*OBJECTIVE:* Transcribe all of the items below line for line, without changing a word, and leave the pictures out of your answer.
· · ·
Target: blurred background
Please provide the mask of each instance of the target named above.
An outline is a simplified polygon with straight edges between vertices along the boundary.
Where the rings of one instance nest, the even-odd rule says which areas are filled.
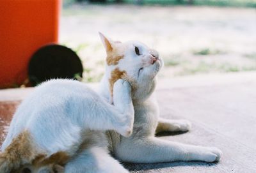
[[[160,78],[256,70],[255,0],[65,0],[60,41],[81,57],[83,80],[97,82],[105,52],[97,32],[157,50]],[[100,3],[102,1],[104,3]]]
[[[106,57],[99,31],[158,50],[165,63],[160,78],[256,70],[256,0],[0,3],[0,88],[57,77],[99,82]],[[36,52],[51,43],[70,48],[83,67],[65,47]]]

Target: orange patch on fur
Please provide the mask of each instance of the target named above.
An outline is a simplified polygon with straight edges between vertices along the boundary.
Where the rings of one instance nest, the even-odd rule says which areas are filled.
· · ·
*RESPONSE FOR THIS EXERCISE:*
Target: blurred background
Please provide the mask of each instance of the target named above.
An outline is a simplified polygon with straight edges between vertices along the boundary.
Where the rings of one instance nest, the even-odd rule says which areas are filled.
[[[160,78],[256,70],[255,0],[65,0],[60,41],[81,57],[83,80],[97,82],[105,52],[97,32],[157,50]],[[100,3],[102,1],[104,3]]]
[[[106,57],[99,31],[158,50],[165,63],[160,78],[256,70],[256,0],[0,3],[0,88],[57,77],[99,82]],[[36,52],[51,43],[70,48],[83,67],[65,47]]]

Target: orange patch on fur
Please provide the mask of each instance of the target named above.
An outline is a simplified polygon with straight edges between vertices along the boundary.
Where the rings of one instance nest, the even-odd rule says which areas are filled.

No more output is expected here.